Things Held Fast

Helen Johnson
2021

Part of the following series:

Brixton Header Wall

Art on the Underground present Things Held Fast, a new large-scale public commission at Brixton Underground station by Australian artist Helen Johnson, on view from 20 May – November 2021. For her first major public commission, Johnson represents Brixton through the lens of a community garden – a shared space of growth that builds over time due to collective commitment.

Johnson’s is the fourth in a series of commissions at Brixton station, following on from Denzil Forrester, Aliza Nisenbaum and Njideka Akunyili Crosby. The programme invites artists to respond to the diverse narratives of the local murals painted in the 1980s, the rapid development of the area and the wider social and political history of mural making.

For her new commission, Things Held Fast, Johnson depicts a group of figures gardening, absorbed in their tasks and conversation and connected by the investment of their shared energies in a communal space. Much of the painting’s imagery is drawn from the Lambeth Archives, which provided insight into organisations, projects and movements that underlie the community at the heart of Brixton. For example, the owl depicted is taken from a protest banner to save Lambeth libraries, children are shown climbing a cherry blossom tree, referencing the Cherry Tree childcare centre that was closed amidst much local protest, and the whirligig beetle and pondlife depicted can all be found in nearby Myatt’s Fields. The painting’s vignettes are signifiers of history, growing and interconnected like plants in the soil. They are represented in fragments and details, but tell the stories of community organisations and movements such as the Lambeth Women’s Project; anti-racist organisations like Unity Centre; gardening groups like the one at Myatt’s Fields Park; or the movement to save local libraries.

**TASK BRIEF**
Write what comes next in the text on the Brixton station commission, starting after its last sentence. The entries after the text on the Brixton station commission are separate material.

**INFORMATION GIVEN**
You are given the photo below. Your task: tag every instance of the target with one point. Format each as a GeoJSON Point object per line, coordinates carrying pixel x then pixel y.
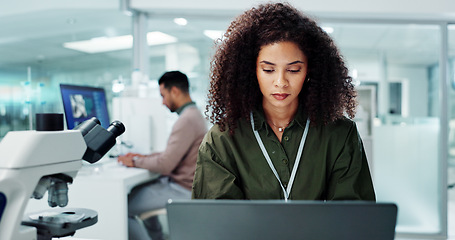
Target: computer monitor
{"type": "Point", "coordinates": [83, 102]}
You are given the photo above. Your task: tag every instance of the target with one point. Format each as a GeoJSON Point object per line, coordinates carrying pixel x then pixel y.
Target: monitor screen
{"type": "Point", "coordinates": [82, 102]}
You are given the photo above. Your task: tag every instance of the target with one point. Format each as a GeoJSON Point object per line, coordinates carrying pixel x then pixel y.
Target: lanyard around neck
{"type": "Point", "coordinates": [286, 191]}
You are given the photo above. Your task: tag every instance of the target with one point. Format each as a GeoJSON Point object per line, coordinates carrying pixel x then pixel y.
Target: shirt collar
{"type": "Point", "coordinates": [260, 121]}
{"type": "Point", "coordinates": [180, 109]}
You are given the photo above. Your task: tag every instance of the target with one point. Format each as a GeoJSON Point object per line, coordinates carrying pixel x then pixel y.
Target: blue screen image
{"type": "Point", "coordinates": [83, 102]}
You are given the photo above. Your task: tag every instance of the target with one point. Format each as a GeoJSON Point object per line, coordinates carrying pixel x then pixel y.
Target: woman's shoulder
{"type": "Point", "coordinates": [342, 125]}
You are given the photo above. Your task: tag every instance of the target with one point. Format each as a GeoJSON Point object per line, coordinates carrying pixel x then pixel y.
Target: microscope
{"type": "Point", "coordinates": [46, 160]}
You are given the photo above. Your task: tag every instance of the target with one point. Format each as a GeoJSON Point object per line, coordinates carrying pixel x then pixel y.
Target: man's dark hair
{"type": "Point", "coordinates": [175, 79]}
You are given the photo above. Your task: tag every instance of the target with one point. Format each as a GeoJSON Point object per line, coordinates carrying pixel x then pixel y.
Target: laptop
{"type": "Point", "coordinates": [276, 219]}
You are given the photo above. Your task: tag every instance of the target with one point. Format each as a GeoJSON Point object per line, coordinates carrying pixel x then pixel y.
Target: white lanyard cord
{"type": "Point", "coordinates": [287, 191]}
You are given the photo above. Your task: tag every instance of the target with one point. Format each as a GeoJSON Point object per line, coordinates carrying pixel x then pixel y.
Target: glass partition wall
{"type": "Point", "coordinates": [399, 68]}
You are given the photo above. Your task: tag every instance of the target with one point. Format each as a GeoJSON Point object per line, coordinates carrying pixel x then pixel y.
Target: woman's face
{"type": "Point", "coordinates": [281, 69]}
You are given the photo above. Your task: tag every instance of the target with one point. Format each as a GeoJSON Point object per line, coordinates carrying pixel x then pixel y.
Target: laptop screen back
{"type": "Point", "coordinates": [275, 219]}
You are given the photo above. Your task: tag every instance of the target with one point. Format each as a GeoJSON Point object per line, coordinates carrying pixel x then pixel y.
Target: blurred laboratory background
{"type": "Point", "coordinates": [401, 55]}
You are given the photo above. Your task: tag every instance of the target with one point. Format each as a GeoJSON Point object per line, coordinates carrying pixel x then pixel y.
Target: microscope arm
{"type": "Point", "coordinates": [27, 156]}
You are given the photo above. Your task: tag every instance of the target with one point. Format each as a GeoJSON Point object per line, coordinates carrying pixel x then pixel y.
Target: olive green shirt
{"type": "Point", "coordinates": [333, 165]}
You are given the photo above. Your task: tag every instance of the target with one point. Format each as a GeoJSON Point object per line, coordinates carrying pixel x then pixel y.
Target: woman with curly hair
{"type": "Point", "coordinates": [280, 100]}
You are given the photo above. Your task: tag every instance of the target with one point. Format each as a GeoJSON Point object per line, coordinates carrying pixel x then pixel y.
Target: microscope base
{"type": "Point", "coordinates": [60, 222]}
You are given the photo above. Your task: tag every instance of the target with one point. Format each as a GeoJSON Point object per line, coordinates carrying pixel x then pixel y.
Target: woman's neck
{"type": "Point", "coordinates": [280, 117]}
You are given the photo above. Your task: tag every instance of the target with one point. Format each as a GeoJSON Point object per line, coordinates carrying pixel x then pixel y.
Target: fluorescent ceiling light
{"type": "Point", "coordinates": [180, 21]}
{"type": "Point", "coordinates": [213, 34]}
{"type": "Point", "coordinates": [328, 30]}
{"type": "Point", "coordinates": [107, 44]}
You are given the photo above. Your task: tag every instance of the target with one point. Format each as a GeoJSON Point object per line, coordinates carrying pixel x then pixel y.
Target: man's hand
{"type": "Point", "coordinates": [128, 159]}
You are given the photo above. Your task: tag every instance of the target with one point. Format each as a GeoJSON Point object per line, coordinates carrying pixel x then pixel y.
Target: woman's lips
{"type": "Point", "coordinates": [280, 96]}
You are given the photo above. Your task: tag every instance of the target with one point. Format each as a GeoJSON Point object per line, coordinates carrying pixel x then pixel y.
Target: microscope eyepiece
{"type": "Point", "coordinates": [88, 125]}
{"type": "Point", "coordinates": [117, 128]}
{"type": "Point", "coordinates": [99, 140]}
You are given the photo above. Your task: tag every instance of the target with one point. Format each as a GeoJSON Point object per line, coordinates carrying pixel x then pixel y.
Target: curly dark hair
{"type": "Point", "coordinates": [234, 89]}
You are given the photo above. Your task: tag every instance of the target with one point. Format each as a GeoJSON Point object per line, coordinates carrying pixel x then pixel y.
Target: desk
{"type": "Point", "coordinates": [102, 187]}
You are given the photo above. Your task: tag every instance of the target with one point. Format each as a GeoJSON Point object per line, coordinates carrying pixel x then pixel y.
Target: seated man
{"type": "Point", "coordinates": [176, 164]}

**REPLY TO THE TASK**
Johnson’s commission also explores a common theme in the artist’s practice, the construction of national identity and the legacies of colonisation. Embedded in the layered surface of Things Held Fast, is an image derived from Robert Dodd’s engraving Mutiny on the Bounty (1790), which depicts mutineers ejecting Vice-Admiral William Bligh from his ship. The mutiny took place on a journey to transplant breadfruit trees from Tahiti to the Caribbean as a food source for the enslaved people who were there under British colonial rule. Subsequently, William Bligh was appointed as Governor to the British colony of New South Wales, where he oversaw the dispossession of indigenous peoples and unspeakable violence towards them. Bligh, a resident of Lambeth between 1754-1817, became a negative connection for the artist to Brixton. As a white artist living in Australia, Johnson wanted to acknowledge this colonial history and represent the opposing trajectories of Bligh, who travelled to the Caribbean for purposes of subjugation and dispossession; and the African and Caribbean communities who many years later established themselves in the UK, where, up against hostility and socio-economic inequalities, they continued to foster solidarity and cultivate strong communities.

Research for Things Held Fast began in late 2019 at a moment when Australia was ravaged by one of the worst bushfires in its history. For Johnson, the loss caused by the fires gave rise to appreciation of what remained and what is valuable. The commission was painted in Melbourne, in lockdown during the Covid-19 pandemic; this second challenging context served as a reminder to the artist that community is vital for our sense of collective purpose and wellbeing.

Things Held Fast represents multiple stories, densely layered, that will reveal themselves gradually over time. It does not take a single history or movement as its subject, but rather is a vehicle for thinking about how a multitude of narratives can lay the foundation for something greater.

Helen Johnson’s large-scale figurative paintings interlace her personal experiences with broader socio-cultural and historical observations. Her works are densely built-up, inviting the viewer to discover layers of intricate colour and pattern that were once stand-alone images. She creates surface texture by pressing materials into her paint, and through this process of layering obscures some depictions entirely. With both form and content, Johnson explores how histories are constructed, and how some narratives are privileged whilst others are concealed.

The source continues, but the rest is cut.